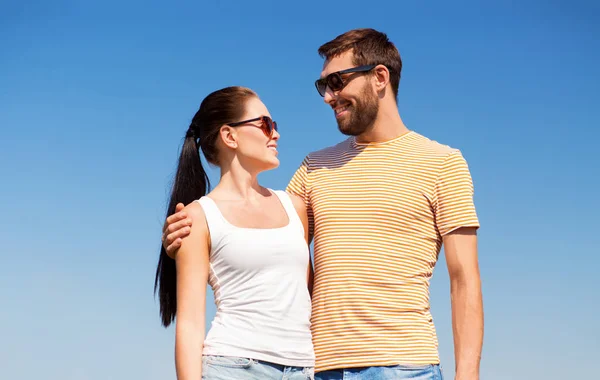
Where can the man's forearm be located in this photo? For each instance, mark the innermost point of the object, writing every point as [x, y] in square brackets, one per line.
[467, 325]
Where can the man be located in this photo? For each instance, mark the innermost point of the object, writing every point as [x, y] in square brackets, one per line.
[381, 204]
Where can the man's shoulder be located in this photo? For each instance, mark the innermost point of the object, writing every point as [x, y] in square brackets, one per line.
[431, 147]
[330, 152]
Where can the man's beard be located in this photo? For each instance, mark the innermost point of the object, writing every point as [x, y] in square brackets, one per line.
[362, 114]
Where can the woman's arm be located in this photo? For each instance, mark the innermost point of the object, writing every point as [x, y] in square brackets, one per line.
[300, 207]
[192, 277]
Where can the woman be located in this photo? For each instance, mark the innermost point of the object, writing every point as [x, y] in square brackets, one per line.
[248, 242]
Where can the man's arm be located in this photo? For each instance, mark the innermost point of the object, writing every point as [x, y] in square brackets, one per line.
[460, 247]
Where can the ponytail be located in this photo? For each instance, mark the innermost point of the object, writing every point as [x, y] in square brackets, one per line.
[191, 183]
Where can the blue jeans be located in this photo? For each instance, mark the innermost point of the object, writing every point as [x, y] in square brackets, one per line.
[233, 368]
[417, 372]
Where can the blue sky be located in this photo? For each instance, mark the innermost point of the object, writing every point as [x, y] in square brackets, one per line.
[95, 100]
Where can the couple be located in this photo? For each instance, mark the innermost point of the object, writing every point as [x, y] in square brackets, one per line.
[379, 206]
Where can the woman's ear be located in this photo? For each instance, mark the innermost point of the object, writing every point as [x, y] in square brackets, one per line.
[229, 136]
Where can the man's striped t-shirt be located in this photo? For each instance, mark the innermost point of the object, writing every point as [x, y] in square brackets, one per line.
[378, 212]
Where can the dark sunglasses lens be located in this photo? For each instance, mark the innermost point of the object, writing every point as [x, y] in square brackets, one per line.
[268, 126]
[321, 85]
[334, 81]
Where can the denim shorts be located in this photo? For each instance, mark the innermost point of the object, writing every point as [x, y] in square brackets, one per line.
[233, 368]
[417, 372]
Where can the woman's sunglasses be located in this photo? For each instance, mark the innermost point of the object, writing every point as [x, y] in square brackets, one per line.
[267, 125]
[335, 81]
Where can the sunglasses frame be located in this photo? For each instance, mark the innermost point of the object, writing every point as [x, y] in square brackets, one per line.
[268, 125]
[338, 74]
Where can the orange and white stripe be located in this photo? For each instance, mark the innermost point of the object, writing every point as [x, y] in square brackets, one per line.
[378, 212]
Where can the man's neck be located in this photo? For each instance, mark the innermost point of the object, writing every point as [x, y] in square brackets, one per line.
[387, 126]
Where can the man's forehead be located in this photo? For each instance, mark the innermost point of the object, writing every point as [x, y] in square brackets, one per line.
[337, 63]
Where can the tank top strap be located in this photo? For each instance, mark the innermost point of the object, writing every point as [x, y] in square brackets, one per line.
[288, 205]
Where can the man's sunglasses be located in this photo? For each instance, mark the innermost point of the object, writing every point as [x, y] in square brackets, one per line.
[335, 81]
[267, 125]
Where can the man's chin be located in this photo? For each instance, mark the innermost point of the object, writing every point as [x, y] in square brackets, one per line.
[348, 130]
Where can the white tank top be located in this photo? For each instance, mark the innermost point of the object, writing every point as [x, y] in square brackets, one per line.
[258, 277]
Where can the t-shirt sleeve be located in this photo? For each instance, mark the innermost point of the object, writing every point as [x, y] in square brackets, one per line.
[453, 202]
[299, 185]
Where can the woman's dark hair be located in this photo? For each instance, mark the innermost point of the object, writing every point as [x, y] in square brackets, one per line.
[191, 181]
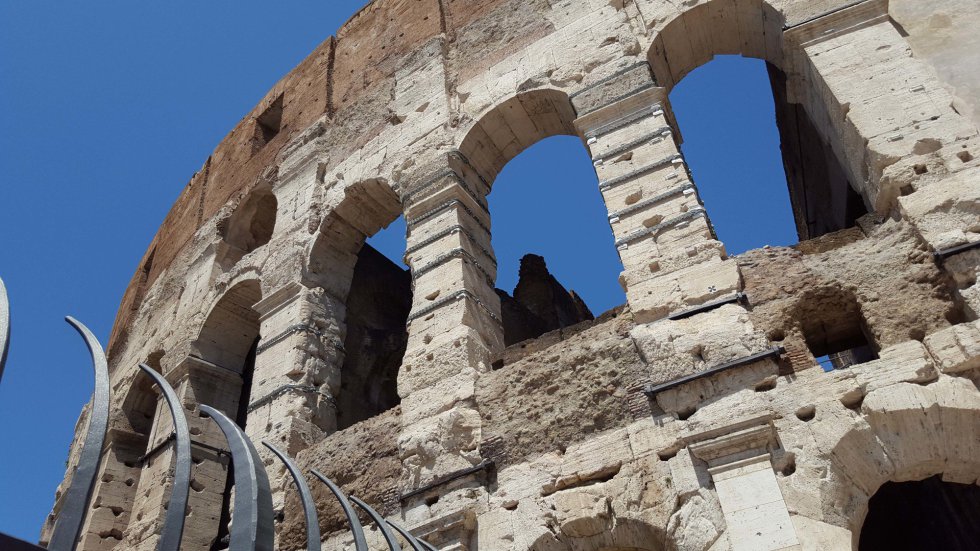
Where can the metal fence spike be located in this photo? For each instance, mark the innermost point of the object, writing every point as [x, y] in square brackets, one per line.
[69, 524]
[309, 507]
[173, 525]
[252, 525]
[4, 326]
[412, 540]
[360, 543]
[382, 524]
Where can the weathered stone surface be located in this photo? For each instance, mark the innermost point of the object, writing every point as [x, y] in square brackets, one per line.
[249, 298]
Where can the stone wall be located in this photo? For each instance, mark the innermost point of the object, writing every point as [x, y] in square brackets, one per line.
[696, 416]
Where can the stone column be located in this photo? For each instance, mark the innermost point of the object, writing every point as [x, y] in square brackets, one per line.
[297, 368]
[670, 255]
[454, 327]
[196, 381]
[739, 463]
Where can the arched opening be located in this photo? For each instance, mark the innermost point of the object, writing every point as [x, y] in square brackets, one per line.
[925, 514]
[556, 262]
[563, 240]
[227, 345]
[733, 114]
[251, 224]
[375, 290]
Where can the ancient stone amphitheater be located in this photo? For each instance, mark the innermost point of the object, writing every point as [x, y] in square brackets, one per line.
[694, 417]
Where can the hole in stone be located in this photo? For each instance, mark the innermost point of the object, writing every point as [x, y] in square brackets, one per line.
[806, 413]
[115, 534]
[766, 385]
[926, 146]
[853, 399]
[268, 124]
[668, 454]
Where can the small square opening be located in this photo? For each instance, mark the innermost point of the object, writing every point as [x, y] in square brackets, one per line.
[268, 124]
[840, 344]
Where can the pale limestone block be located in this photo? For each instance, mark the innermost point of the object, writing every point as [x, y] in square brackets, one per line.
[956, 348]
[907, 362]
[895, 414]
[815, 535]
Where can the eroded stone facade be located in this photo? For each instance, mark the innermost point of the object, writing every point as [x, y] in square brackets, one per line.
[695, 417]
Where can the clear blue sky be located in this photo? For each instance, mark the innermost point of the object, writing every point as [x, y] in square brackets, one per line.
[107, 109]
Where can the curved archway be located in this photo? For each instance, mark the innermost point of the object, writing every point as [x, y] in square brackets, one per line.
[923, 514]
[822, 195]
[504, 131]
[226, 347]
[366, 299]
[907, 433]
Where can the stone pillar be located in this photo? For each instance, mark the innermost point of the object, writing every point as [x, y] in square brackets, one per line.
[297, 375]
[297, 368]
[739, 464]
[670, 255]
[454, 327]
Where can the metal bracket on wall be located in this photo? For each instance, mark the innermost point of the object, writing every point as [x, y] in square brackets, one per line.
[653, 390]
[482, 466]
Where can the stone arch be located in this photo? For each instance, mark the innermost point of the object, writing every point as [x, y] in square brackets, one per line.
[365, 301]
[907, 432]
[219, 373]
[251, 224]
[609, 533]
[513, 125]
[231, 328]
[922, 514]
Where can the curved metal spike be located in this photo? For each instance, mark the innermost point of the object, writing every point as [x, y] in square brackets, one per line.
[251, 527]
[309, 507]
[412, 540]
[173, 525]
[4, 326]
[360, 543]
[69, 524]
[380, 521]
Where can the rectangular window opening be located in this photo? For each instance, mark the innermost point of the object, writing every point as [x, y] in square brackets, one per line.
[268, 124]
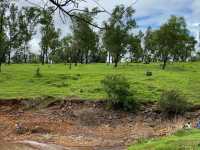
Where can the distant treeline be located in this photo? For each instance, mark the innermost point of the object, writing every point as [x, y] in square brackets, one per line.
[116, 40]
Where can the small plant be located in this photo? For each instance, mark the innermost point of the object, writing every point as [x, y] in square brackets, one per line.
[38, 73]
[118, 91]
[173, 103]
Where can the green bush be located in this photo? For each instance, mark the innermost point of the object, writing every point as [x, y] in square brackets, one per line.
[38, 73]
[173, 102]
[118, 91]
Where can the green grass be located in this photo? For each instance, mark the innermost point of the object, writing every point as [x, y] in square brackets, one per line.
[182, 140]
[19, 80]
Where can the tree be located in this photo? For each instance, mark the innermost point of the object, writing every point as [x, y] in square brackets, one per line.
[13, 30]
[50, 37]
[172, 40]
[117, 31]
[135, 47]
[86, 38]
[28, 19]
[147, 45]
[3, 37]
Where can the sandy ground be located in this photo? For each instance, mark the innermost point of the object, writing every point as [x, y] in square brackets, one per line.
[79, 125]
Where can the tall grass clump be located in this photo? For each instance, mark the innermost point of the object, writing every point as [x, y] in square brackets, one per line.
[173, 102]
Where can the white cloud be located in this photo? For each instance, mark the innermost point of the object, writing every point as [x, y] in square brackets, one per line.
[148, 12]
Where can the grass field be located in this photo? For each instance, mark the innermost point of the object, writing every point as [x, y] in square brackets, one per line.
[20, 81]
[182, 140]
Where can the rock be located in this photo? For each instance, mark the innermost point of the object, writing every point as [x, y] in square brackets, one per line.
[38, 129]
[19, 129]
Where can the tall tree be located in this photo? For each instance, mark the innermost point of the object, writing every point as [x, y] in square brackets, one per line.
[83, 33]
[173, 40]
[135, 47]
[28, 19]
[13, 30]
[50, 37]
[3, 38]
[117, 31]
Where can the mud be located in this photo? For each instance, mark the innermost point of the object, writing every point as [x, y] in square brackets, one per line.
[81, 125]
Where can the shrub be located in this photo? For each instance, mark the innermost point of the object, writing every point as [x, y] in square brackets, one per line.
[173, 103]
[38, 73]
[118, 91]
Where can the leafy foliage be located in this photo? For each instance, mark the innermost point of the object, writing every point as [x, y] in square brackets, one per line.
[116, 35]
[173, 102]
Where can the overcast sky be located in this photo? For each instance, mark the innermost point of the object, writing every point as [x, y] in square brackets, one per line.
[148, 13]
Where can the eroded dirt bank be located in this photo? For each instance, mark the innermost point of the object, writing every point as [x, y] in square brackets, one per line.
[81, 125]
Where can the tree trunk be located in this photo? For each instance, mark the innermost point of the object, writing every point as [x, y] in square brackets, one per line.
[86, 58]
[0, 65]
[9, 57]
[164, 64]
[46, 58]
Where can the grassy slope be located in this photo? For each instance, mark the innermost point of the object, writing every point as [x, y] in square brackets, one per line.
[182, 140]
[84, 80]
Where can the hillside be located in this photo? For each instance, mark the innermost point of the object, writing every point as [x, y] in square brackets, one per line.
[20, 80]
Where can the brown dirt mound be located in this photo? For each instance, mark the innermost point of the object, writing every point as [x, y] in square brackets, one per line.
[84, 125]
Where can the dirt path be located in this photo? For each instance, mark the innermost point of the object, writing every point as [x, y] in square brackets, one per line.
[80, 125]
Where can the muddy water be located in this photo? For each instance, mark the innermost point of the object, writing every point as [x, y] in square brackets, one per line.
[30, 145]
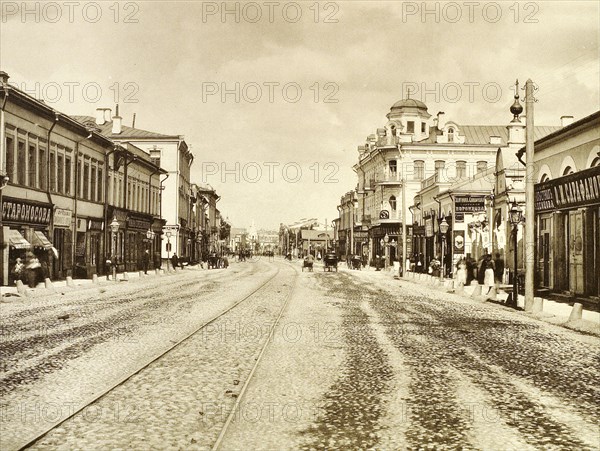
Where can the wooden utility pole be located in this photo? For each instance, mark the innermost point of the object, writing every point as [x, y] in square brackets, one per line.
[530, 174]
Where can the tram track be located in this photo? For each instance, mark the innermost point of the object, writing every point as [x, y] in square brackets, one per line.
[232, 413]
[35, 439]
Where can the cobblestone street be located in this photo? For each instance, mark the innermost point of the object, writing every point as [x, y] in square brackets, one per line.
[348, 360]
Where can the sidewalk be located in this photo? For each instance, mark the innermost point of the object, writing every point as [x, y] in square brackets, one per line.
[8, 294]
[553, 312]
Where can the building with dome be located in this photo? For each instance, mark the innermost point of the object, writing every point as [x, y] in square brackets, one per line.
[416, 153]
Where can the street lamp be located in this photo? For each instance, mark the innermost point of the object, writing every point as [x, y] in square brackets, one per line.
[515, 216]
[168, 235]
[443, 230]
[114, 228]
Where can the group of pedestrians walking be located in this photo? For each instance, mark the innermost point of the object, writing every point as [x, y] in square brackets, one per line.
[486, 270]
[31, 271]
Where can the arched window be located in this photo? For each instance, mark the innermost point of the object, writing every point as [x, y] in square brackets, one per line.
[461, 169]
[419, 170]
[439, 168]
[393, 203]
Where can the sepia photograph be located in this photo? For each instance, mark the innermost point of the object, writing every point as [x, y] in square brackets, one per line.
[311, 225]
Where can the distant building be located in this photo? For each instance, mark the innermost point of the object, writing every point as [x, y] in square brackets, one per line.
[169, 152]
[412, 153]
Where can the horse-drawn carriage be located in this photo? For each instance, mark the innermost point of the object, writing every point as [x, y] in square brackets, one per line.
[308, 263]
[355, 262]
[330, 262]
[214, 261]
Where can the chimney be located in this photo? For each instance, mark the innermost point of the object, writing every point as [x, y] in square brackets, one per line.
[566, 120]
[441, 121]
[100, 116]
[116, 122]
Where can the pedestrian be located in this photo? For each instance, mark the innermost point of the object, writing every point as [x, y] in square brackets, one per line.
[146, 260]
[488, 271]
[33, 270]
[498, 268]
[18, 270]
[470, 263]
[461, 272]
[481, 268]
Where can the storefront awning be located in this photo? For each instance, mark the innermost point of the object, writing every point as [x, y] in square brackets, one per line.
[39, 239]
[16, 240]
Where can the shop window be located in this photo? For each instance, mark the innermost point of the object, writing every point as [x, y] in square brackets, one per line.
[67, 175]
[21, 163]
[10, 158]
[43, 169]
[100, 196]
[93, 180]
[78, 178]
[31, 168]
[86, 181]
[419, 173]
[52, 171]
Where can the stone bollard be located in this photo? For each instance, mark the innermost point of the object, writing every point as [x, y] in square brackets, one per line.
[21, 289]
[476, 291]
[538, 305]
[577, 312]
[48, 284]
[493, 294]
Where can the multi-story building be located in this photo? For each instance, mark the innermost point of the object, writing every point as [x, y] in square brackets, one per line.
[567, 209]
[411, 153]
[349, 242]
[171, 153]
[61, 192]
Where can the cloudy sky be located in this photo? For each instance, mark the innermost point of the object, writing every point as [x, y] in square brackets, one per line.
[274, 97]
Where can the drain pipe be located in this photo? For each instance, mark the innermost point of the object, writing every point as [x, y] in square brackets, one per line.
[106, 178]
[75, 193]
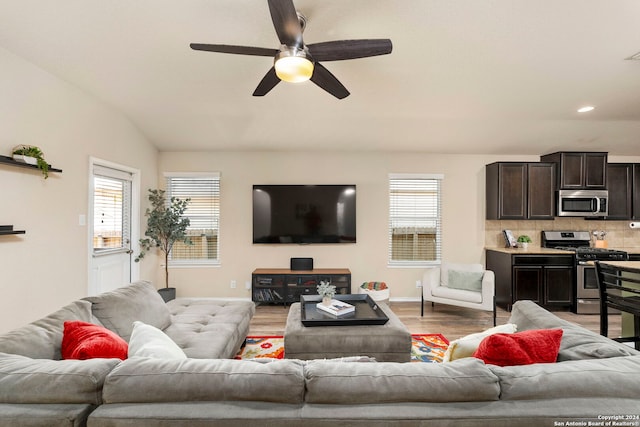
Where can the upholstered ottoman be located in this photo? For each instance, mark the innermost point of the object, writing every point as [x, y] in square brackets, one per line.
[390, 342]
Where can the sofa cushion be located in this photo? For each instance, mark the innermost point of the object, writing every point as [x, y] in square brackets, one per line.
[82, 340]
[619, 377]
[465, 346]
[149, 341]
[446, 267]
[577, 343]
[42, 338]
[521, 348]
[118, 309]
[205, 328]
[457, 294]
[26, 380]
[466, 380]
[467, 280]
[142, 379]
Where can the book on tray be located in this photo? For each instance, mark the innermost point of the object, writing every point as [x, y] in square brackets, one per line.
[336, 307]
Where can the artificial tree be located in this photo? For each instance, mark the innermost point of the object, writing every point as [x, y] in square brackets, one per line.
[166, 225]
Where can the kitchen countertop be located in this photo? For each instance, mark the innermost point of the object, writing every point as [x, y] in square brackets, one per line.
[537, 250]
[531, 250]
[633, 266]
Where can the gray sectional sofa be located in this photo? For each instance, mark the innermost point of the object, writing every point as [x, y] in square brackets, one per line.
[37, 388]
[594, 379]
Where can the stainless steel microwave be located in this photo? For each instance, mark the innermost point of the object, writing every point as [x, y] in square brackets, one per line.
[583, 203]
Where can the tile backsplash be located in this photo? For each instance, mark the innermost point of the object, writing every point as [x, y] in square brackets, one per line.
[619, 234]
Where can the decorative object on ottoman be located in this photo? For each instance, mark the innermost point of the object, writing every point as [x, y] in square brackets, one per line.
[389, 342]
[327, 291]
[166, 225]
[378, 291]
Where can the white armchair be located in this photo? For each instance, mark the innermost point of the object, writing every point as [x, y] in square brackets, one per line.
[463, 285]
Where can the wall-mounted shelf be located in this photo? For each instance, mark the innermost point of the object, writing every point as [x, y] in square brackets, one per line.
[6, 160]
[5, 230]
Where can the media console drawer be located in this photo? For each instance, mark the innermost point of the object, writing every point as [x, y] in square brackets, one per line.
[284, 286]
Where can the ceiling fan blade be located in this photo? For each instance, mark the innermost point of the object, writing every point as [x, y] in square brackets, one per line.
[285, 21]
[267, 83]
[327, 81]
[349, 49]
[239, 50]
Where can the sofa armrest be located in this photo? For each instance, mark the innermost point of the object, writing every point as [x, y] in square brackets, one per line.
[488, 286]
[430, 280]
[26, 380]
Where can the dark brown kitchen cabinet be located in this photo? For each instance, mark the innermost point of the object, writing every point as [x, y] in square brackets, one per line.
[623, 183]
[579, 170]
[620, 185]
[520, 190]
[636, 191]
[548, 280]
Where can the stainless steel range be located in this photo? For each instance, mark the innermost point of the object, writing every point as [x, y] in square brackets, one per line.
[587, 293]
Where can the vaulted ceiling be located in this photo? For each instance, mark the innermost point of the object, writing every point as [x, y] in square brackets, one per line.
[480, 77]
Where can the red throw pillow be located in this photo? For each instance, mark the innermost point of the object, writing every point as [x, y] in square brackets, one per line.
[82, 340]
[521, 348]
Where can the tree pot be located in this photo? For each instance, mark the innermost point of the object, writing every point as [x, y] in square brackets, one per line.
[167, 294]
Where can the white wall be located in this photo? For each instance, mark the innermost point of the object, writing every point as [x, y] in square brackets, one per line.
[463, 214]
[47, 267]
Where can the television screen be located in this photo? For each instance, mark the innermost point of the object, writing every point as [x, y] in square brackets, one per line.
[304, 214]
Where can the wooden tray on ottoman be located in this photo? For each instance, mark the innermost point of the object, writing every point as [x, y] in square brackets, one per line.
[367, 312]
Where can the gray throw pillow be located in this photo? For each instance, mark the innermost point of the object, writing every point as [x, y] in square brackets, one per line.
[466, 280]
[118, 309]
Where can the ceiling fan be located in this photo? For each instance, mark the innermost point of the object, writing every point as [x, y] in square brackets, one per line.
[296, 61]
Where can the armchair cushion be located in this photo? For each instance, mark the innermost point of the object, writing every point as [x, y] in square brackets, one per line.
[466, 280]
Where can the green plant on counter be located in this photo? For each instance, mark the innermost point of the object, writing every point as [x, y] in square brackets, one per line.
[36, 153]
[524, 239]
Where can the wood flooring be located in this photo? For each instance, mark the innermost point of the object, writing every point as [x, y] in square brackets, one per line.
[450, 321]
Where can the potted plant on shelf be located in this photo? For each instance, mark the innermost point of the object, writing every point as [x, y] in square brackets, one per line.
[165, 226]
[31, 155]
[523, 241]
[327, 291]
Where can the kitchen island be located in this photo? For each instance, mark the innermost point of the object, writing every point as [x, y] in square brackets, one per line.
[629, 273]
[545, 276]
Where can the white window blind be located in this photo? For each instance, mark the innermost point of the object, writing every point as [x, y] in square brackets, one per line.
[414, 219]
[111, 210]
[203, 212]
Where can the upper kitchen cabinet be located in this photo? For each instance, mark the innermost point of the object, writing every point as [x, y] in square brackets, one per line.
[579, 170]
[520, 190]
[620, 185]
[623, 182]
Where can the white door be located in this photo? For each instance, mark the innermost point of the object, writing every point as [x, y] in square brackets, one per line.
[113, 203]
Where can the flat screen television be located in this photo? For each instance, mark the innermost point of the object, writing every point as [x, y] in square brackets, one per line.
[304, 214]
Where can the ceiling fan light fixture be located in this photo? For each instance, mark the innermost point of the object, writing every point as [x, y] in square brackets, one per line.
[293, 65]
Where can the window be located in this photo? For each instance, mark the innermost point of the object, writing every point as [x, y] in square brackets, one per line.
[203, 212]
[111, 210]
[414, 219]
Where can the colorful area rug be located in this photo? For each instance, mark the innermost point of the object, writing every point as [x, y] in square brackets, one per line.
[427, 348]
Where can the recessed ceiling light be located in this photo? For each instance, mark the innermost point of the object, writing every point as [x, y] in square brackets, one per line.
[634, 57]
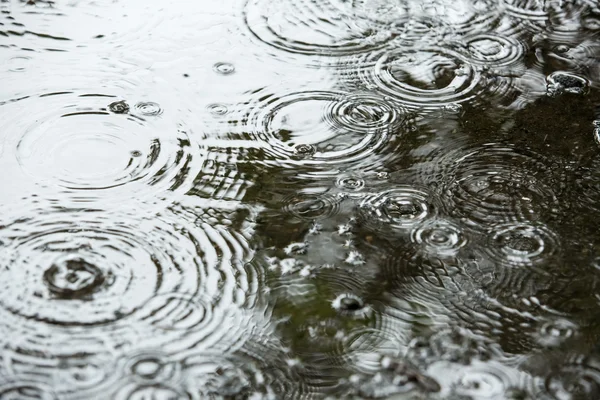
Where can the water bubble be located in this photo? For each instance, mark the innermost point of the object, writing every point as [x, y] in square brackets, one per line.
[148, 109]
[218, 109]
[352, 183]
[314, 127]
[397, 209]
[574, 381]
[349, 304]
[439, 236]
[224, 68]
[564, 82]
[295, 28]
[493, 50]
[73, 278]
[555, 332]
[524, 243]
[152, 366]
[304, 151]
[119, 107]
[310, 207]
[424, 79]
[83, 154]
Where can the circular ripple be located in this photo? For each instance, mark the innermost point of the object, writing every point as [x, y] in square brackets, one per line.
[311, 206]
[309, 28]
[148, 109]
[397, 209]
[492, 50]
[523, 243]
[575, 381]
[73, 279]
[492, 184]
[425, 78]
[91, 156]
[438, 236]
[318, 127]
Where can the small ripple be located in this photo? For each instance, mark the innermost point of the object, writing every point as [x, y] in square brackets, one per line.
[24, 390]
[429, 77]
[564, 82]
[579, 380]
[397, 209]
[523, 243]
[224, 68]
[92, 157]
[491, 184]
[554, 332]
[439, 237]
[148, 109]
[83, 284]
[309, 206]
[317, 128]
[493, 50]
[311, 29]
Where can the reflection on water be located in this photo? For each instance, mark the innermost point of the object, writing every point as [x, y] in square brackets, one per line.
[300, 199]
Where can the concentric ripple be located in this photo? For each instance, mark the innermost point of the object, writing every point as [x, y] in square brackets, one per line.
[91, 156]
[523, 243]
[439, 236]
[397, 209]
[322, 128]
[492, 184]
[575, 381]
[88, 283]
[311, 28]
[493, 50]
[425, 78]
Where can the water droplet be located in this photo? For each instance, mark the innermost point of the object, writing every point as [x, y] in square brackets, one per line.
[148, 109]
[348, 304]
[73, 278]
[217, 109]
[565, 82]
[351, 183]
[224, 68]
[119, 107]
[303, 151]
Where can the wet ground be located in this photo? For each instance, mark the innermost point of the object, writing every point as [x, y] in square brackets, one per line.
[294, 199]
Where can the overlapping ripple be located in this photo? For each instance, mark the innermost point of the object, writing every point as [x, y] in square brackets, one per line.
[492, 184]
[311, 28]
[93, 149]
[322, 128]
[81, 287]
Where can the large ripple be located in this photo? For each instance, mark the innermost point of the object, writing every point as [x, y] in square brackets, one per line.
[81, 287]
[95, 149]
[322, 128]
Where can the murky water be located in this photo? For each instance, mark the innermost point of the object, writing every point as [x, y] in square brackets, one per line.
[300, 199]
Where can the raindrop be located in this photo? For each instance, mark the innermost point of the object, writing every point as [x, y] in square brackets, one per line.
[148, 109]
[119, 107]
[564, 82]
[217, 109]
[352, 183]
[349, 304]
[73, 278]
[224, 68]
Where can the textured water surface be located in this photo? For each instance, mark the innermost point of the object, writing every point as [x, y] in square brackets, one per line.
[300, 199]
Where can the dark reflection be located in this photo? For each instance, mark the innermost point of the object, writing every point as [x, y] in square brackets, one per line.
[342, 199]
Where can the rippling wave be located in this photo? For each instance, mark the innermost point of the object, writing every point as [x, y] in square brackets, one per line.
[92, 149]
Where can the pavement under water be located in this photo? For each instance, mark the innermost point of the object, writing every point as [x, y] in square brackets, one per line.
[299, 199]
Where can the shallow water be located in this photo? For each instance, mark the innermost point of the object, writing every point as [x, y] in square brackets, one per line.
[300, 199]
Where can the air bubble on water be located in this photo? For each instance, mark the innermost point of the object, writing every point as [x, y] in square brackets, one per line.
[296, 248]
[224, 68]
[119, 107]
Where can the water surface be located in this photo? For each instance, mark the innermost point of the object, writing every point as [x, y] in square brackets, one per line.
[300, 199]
● ● ● ● ● ● ●
Reproduce only the lines from the line containing "Where can the overlapping" to the last line of the material above, both of those lines included.

Where can the overlapping ripple be located in this photo? For each instance, mark the innermost point of the object, writing every point as [x, y] in square brackets, one per line.
[492, 184]
[311, 28]
[93, 149]
[322, 128]
[81, 287]
Where can the large ripple be located in this photo? For each instance, mark the innermost point of the object, writing every point as [x, y] in square brackets, one per line.
[81, 287]
[95, 149]
[322, 128]
Where can the murky water be located in this photo? For each instance, mark the innermost point of the object, writing every point as [x, y] in square brackets, one per line.
[300, 199]
Where can the raindrop be located in this photo? For each instance, mark the innermost point of the object, writing every point as [x, y] in square brackets, one per line.
[148, 109]
[119, 107]
[564, 82]
[217, 109]
[352, 183]
[349, 304]
[73, 278]
[224, 68]
Where can the textured water surface be located in this photo? For each instance, mark the innermost point of the object, writing every point as [x, y] in square brackets, one per line.
[300, 199]
Where can the dark reflection be located in this photo? For each instance, mark the innermost point of the object, writing every point as [x, y] in square brackets, one per line.
[342, 199]
Where can the rippling wave be located in this photo? For each instance, mark the innermost point of the object, writing every point as [x, y] in square brackets, one per line.
[92, 149]
Where can the pavement under water be located in this photo? For each instance, mark the innermost point of the object, writing every point as [x, y] in square brackets, one per line.
[299, 199]
Where can the shallow water be located in this photo? For each instance, mark the innermost point of the object, writing every point as [x, y] in square brackets, one per line.
[300, 199]
Where can the air bubble on water be located in this photo? For each instance, mark the innermost point of the object, writing every point as [x, y] in square brackets, one per line.
[296, 248]
[224, 68]
[119, 107]
Where can the water surface be located in this photo? For each instance, mark the innermost point of the object, writing every point as [x, y] in square brackets, one per line.
[300, 199]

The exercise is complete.